Supplied data
--- Begin ---
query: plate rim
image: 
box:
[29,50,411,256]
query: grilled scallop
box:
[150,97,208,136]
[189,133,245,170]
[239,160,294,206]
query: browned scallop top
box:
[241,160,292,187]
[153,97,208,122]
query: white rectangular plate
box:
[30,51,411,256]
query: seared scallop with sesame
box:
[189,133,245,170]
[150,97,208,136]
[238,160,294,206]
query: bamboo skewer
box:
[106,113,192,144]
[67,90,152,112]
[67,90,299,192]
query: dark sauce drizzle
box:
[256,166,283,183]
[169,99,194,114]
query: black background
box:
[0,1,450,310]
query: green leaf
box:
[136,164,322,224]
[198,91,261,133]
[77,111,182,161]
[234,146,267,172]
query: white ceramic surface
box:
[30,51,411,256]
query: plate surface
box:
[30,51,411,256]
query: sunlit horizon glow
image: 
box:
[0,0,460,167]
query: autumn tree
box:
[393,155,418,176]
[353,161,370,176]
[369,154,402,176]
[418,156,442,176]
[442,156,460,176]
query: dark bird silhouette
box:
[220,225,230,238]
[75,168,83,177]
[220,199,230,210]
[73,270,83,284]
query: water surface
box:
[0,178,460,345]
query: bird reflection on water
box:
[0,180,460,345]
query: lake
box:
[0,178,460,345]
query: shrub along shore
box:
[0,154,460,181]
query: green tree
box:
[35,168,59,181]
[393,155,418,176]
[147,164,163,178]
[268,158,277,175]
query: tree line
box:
--- End ---
Exercise objective
Format every line of the entries above as a Markdown table with the columns Row and Line, numbering each row and omitting blank lines.

Complete answer
| Row | Line |
|---|---|
| 1 | query: plate rim |
| 2 | image:  |
| 3 | box: |
| 4 | [29,50,411,256] |
| 5 | query: grilled scallop |
| 6 | box: |
| 7 | [150,97,208,136] |
| 8 | [189,133,245,170] |
| 9 | [239,160,294,206] |
| 10 | query: browned scallop top |
| 11 | box: |
| 12 | [241,160,292,187] |
| 13 | [153,97,208,122] |
| 14 | query: white rectangular plate |
| 15 | box: |
| 16 | [30,51,411,256] |
| 17 | query: seared scallop with sesame |
| 18 | box: |
| 19 | [189,133,245,170] |
| 20 | [150,97,208,136] |
| 21 | [238,160,294,206] |
| 22 | query: bamboo skewer |
| 23 | box: |
| 24 | [106,113,192,144] |
| 25 | [67,90,152,112] |
| 26 | [67,90,299,192] |
| 27 | query: dark sauce drizzle |
| 28 | box: |
| 29 | [256,166,283,183] |
| 30 | [169,99,194,114] |
| 31 | query: black background |
| 32 | box: |
| 33 | [0,1,450,310] |
| 34 | query: green leaf |
| 35 | box: |
| 36 | [136,164,322,224] |
| 37 | [198,91,261,133] |
| 38 | [77,111,182,161] |
| 39 | [234,146,267,172] |
| 40 | query: white ceramic surface |
| 41 | box: |
| 42 | [30,51,411,256] |
| 43 | query: plate surface |
| 44 | box: |
| 45 | [30,51,411,256] |
| 46 | query: sunlit horizon glow |
| 47 | image:  |
| 48 | box: |
| 49 | [0,0,460,167] |
| 50 | query: autumn tree |
| 51 | box: |
| 52 | [393,155,418,176] |
| 53 | [353,161,370,176] |
| 54 | [369,154,402,176] |
| 55 | [418,156,442,176] |
| 56 | [442,156,460,176] |
| 57 | query: dark bird silhouette |
| 58 | box: |
| 59 | [220,225,230,238] |
| 60 | [75,168,83,177] |
| 61 | [220,199,230,210] |
| 62 | [73,270,83,284] |
| 63 | query: water surface |
| 64 | box: |
| 65 | [0,178,460,345] |
| 66 | query: bird reflection on water |
| 67 | box: |
| 68 | [0,180,460,345] |
| 69 | query: lake |
| 70 | box: |
| 71 | [0,178,460,345] |
| 72 | query: shrub along shore |
| 73 | box: |
| 74 | [0,154,460,181] |
| 75 | query: green tree |
| 76 | box: |
| 77 | [35,168,59,181] |
| 78 | [393,155,418,176] |
| 79 | [147,164,163,178] |
| 80 | [268,158,277,175] |
| 81 | query: tree line |
| 82 | box: |